===== BRANO =====

La cronaca dell’ultima predazione del lupo tra le case di Via Caltene a Transacqua, avvenuta nelle notti di giovedì 14 e venerdì 15 maggio.
Che il lupo si aggiri frequentemente a Primiero e nel Vanoi
è cosa nota da un po’. Ora però la sua presenza stanziale inizia ad essere
problematica e gli allevatori “ne hanno piene le scatole”. Pecore braccate e
sbranate sono state ritrovate durante tutto l’inverno, con i casi più eclatanti
a poche centinaia di metri sopra l’abitato di Mezzano (dove il lupo è stato
pure ripreso da una telecamera a infrarossi mentre si gustava il lauto pasto),
in Val Canali e a Lach, sopra Transacqua.
Ma l’ultima predazione di giovedì ha “rotto le scatole” non
solo all’allevatore Simone Scalet, ma anche ai residenti di Via Caltene a
Transacqua. Infatti, il canide ha preso di mira il recinto adiacente le case,
dove abitano famiglie con bambini sempre “intorno a dugar” che hanno imparato
ad avvicinare le mansuete al richiamo di “sal, sal, sal” facendosi leccare le
manine piene di sale.
Simone Scalet alleva capre e pecore per passione da 23 anni,
fin da quando aveva 11 anni. Ha una stalla in centro paese, ereditata dal
nonno, e durante l’inverno accoglie 15 pecore e 18 capre. Poi, dalla primavera
all’autunno, dedica il tempo libero ai suoi animali, facendoli pascolare sui
prati al limite delle zone boschive, con il vantaggio di mantenere certi
“ronchi” puliti, frenando l’avanzare di piante e sterpaglie. La sua e quella
dei numerosi allevatori “hobbysti” è una funzione importante per il
mantenimento del territorio, che altrimenti andrebbe gestito a livello
provinciale e comunale con un notevole esborso economico e impatto ambientale.
Tornando alla vicenda, nella notte tra mercoledì e giovedì,
il lupo ha assalito il recinto sbranando una pecora: in maniera chirurgica,
ripulendo per bene la carcassa e lasciando solo le interiora, le zampe e la
testa, denotando una vera “fame da lupo”. La mattina, la macabra scoperta,
l’intervento della forestale, l’innalzamento del recinto che non era stato
intaccato.

===== DATI GREZZI =====

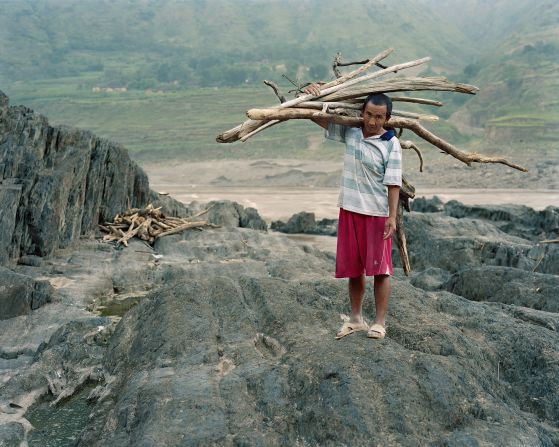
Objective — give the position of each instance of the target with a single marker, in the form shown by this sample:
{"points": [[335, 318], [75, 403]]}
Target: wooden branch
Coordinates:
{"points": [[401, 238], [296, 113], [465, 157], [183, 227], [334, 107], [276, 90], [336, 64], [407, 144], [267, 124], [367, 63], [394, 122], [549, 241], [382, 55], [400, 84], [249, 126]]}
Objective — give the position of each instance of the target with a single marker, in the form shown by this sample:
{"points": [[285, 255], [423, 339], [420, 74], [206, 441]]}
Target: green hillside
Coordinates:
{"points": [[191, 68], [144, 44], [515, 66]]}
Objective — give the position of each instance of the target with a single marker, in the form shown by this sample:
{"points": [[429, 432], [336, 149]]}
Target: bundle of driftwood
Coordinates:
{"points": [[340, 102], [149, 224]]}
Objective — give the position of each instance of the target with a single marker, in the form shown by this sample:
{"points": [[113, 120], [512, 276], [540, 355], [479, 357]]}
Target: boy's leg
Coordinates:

=====

**IL TUO OBIETTIVO**
Prosegui il brano sulle predazioni del lupo a Transacqua, riprendendo subito dopo la sua ultima frase.

**RISPOSTA AL COMPITO**
Paura e sgomento nel circondario dove abita una quindicina
di famiglie, tutte solidali con l’allevatore: ma è mai possibile che il lupo
goda di tanta tutela a livello nazionale, a discapito di chi, con passione e
fatica, porta avanti tradizioni millenarie legate al vivere in montagna? Avanti
così, e pure l’allevamento andrà a morire: recinti doppi e elettrificati è
acclarato non proteggono il bestiame. E allora, ecco la voce dei
“protezionisti” ad oltranza: ci si prenda dei cani e la sera si riportino i
capi nella stalla. Vabbé, non serve essere un allevatore di professione per
capire che così non si va avanti. È come quel tipo che era partito per andare a
Roma in pellegrinaggio e la sera, visto che era ancora vicino a casa, rientrava
per dormire.
Insomma, i soliti discorsi, così usuali che si dà per
scontato che le normative non si possano cambiare.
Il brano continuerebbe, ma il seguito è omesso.